▸ **SHORT PROBLEM**: Would you extract the whole listing below and retype it exactly?
:: MATERIAL SHOWN
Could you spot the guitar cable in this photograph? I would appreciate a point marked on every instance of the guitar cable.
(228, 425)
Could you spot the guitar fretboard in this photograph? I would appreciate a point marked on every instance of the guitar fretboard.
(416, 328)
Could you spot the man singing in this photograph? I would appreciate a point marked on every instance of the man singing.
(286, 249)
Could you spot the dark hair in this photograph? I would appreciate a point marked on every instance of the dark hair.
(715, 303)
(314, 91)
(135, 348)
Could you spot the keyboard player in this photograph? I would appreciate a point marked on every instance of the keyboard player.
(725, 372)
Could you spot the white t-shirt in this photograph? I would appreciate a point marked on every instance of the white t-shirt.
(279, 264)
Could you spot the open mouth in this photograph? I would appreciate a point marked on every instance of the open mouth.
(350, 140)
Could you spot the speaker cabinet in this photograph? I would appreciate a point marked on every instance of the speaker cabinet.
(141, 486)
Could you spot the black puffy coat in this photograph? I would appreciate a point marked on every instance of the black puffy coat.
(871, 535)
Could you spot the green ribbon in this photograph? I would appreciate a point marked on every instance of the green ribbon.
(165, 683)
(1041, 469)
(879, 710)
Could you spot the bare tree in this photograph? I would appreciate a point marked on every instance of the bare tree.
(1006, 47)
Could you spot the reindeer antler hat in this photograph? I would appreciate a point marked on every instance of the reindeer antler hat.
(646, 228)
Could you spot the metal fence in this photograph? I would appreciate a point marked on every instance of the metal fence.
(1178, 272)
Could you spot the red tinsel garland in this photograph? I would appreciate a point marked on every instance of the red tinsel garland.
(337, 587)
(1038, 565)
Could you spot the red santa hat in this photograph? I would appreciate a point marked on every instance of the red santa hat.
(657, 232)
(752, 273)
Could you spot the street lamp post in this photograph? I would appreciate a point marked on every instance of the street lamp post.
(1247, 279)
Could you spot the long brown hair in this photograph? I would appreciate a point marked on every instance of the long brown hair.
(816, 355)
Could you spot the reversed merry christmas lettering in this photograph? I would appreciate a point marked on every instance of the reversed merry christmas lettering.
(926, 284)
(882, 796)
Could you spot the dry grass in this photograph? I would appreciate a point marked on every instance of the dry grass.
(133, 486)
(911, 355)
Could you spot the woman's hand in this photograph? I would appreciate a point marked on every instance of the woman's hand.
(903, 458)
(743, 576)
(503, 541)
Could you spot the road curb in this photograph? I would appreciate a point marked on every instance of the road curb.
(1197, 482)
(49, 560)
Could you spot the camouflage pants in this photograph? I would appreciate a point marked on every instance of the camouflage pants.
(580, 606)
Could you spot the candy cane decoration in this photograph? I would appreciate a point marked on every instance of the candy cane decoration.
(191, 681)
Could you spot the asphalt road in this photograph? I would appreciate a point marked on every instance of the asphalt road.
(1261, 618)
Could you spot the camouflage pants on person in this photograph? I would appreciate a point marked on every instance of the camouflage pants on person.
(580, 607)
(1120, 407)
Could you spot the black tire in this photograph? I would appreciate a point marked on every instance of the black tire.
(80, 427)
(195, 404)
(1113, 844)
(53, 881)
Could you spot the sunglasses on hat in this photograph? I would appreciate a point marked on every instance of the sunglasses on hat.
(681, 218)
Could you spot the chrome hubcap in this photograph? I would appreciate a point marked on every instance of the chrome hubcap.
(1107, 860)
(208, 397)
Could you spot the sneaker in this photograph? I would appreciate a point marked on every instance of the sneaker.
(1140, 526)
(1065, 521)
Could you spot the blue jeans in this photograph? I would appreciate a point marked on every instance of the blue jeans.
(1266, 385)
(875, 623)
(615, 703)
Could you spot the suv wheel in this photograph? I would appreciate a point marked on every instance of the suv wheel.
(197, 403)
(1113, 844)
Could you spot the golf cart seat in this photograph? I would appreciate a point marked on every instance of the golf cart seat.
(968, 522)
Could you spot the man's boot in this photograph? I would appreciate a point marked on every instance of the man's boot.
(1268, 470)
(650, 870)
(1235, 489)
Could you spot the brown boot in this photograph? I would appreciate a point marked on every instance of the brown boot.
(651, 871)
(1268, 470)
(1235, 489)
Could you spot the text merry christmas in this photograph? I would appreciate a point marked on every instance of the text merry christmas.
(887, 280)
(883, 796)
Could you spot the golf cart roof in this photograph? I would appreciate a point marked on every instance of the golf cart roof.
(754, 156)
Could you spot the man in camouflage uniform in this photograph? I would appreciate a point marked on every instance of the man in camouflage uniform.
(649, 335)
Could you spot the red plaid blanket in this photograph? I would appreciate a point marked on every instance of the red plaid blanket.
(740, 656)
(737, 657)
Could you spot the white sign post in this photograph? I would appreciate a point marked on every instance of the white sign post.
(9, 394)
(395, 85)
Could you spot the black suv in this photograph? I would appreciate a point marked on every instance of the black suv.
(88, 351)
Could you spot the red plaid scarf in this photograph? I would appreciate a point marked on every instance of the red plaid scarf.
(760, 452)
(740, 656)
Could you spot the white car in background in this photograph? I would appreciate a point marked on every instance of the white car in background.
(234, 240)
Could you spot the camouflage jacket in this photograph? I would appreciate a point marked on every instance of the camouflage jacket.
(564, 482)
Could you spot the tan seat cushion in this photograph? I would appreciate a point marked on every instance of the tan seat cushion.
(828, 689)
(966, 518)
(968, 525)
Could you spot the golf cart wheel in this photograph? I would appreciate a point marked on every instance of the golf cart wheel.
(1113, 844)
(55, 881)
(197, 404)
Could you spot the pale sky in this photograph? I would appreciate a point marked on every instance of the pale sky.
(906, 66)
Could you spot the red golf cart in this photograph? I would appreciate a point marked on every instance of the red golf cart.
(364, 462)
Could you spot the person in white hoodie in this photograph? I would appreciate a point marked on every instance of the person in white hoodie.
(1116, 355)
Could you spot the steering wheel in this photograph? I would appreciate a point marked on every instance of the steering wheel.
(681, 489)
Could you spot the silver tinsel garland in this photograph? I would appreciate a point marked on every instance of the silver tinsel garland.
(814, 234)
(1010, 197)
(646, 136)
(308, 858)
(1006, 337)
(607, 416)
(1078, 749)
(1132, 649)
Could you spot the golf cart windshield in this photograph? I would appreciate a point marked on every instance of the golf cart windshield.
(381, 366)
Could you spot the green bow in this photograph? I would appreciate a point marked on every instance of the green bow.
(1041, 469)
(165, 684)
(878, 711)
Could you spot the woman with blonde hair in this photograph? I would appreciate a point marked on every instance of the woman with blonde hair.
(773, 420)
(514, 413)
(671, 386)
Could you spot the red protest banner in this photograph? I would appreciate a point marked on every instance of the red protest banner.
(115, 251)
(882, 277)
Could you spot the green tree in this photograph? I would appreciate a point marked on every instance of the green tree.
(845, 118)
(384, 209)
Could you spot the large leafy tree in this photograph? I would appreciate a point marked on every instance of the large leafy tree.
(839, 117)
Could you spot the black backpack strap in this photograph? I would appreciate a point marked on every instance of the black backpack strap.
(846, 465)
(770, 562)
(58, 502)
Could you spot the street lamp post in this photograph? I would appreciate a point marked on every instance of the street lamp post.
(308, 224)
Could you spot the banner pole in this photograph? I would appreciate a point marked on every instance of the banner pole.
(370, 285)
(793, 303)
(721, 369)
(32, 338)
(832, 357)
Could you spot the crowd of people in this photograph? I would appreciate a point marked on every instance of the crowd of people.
::::
▸ **WORKED ANSWER**:
Could you spot the guitar cable in this photograph? I would appreciate a point marked on every instance of the guitar cable.
(228, 425)
Could you spot the guitar fretboard in this photograph? I would appreciate a point marked on every instance of the guitar fretboard.
(416, 328)
Could you spot the man singing in this photograph? I would appreciate a point marked on every instance of the man singing.
(286, 249)
Could you spot the dark hair in this photograph? I would appreciate a point marked on every instance of the dark hair.
(715, 303)
(314, 91)
(135, 348)
Could you spot the keyboard player in this photograph? I would appreciate a point marked on every instance of the keyboard player.
(725, 372)
Could you spot the white t-shirt in this photograph? I would appreciate a point marked on every instance of the white t-shirt.
(279, 264)
Could you spot the open mouth in this photograph? I would appreciate a point marked on every instance of the open mouth.
(350, 140)
Could you spot the speaker cabinet in this photograph? I would appreciate a point marked on every instance of the speaker cabinet.
(141, 486)
Could you spot the black puffy coat in this photograph? I would appreciate a point marked on every instance of the black puffy coat.
(871, 535)
Could you spot the green ribbon in this photograph? I would appreciate a point marked on every instance of the green ribbon.
(165, 683)
(1041, 469)
(879, 710)
Could you spot the bare tree in this photograph? I would appreciate a point marked on every instance of the bare tree.
(1006, 47)
Could you spot the reindeer antler hat in this photograph? I would appreciate a point marked on every instance of the reindeer antler hat.
(646, 228)
Could you spot the metal fence in this photograph? I would appreciate a point marked on every instance of the metal fence.
(1178, 272)
Could you spot the red tinsel garland in this photograph? I would appreciate a point marked on every instance of the red tinsel garland.
(337, 587)
(1038, 565)
Could you spot the red santa hat in this photograph? I would appreciate a point marked on every instance of the red santa hat.
(657, 232)
(752, 273)
Could you spot the street lamp post in this photograph? I would appreciate a point marked on every instance of the street lamp post.
(1247, 279)
Could you spot the long brown hair in this photograph? I would appreciate a point marked on every instance of the long brown hair.
(816, 355)
Could you spot the reversed merry christmas lettering in this photograph? I would appreciate a point marked on every instance of the reversed merry christmas lettering.
(926, 284)
(882, 796)
Could you spot the dry grass in this photograph? I would appreciate a point marked on every instance of the dry grass.
(133, 486)
(911, 355)
Could you spot the woman's hand in this photograph? I would appreciate a point marked on every instance of the woman's hand.
(903, 458)
(743, 576)
(503, 541)
Could you spot the road curb in this photograph? I would appreciate a point marked on every instance of the road curb.
(1197, 482)
(49, 560)
Could you spot the camouflage pants in this photograph? I would appreciate a point marked on every instance of the camouflage pants.
(580, 606)
Could you spot the candy cane decoration in this photograph? I would appreciate a point marked on every instance of the candy cane decoration.
(191, 681)
Could you spot the asphalt road in this photograph? I would appreciate a point marked on every instance of the asphalt road.
(1261, 618)
Could you spot the camouflage pants on person in this photograph? I would appreciate a point marked on every instance of the camouflage pants on person.
(580, 607)
(1120, 407)
Could you spot the black tire in this photograph? I would appreciate a point marked on every instance of the black tire.
(80, 427)
(195, 404)
(1113, 844)
(53, 881)
Could you spot the sunglasses on hat in this photograph? I would appreciate a point marked on every instance of the sunglasses on hat.
(681, 218)
Could you spot the chrome hubcap in this photograph? I would appreciate a point marked on every instance of the chrome hubcap.
(1107, 860)
(208, 397)
Could you spot the sneaker in this photograph? I would appreciate a point marked on every instance of the sneaker.
(1140, 526)
(1065, 521)
Could you spot the blue jeans in this photograph? I would appreciate a point marked on every instance of the blue jeans.
(1266, 385)
(875, 623)
(615, 703)
Could you spot the suv wheel in this photograph? I would appreciate a point marked on every instance of the suv wheel.
(197, 403)
(1113, 844)
Could you spot the golf cart seat in this photograph? I would appreciate a point marked on every instance of the golf cart seat.
(968, 522)
Could you spot the man's boot in this photograph? I would appreciate a point marked on every instance of the man's boot.
(1268, 470)
(650, 870)
(1235, 489)
Could you spot the brown boot in this photograph? I would appreciate a point marked on every instance of the brown boot.
(651, 871)
(1268, 470)
(1235, 489)
Could you spot the text merry christmas in this photograph? I would appreciate a point marked on every instance of the text merry christmas.
(887, 280)
(883, 796)
Could you spot the golf cart roof in this photograph? I would appreciate a point marked on every instance of the golf cart roof.
(754, 156)
Could you spot the man in camouflage uniform in this photograph? I would appreciate a point marked on every instance of the man in camouflage uniform.
(649, 335)
Could you spot the red plaid blanket in this photograph? I would appreciate a point marked on every instance of the red plaid blanket.
(740, 656)
(737, 657)
Could you spot the white sign post in this photograph? I would appreciate a point marked on every instance of the white sign post.
(9, 394)
(395, 85)
Could you spot the black suv in this photograph? I would appreciate a point marked on every instance of the black suv.
(88, 351)
Could you spot the red plaid scarf in this photograph? I would appreciate a point marked on every instance of the red plaid scarf.
(760, 452)
(740, 656)
Could you spot the white car in background in this photograph? I would appreciate a point marked on every instance of the white car in background.
(234, 240)
Could you spot the camouflage jacket in this photograph? I would appreciate a point marked on every instance of the camouflage jacket.
(564, 482)
Could you spot the tan seat cushion in this photograph? I would appreciate a point marked on every instance of the tan seat cushion.
(828, 689)
(966, 518)
(968, 525)
Could you spot the golf cart wheel in this photograph? I would appreciate a point marked on every instance of the golf cart wheel.
(1113, 844)
(55, 881)
(197, 404)
Could you spot the pale sky in this photograph? I would appreciate a point marked on every instance of the pale sky.
(906, 66)
Could you spot the red golf cart in this photograph? I would appreciate a point marked on every instance of the red golf cart.
(364, 462)
Could you spot the person in white hoodie in this photograph? I would appreciate a point marked on every instance of the person in white hoodie.
(1116, 355)
Could you spot the steering wheel in this photograph? I would appreciate a point marked on every instance of the steering wheel.
(681, 489)
Could you spot the silver tinsel garland in this photograph? I would appreciate a point marked on every instance of the silver tinsel garland.
(814, 234)
(1010, 197)
(646, 136)
(308, 858)
(1006, 337)
(607, 416)
(1078, 749)
(1132, 649)
Could you spot the golf cart windshield in this photograph? I would appreciate a point marked on every instance of the golf cart windshield.
(381, 366)
Could you spot the green bow in this photograph? I would appreciate a point marked on every instance of the green bow.
(1041, 469)
(165, 684)
(878, 711)
Could you spot the woman with blonde hair in this photograph? I would appreciate a point marked on every instance of the woman with blonde hair.
(773, 420)
(514, 413)
(671, 386)
Could you spot the red protest banner in this photograph? I would appreciate a point marked on every instance of the red protest banner.
(115, 251)
(882, 277)
Could you spot the green tree in this photograph? I would appreciate a point marked on every instance of the green tree.
(845, 118)
(384, 209)
Could you spot the large leafy tree in this photograph? I would appreciate a point marked on every instance of the large leafy tree.
(839, 117)
Could you spot the black backpack strap in this photograph? I would appreciate a point marked on every instance of the black backpack strap.
(846, 465)
(770, 562)
(58, 502)
Could you spot the street lamp post in this photograph? I would appreciate a point marked on every instance of the street lamp post.
(308, 224)
Could you spot the banner pole in this photograph? I would appreciate a point marked on every instance of the banner pole.
(370, 285)
(793, 303)
(721, 369)
(32, 338)
(832, 357)
Could you spot the crowd of people in this photograph? I would appreciate a point marked on every instance of the crowd of people.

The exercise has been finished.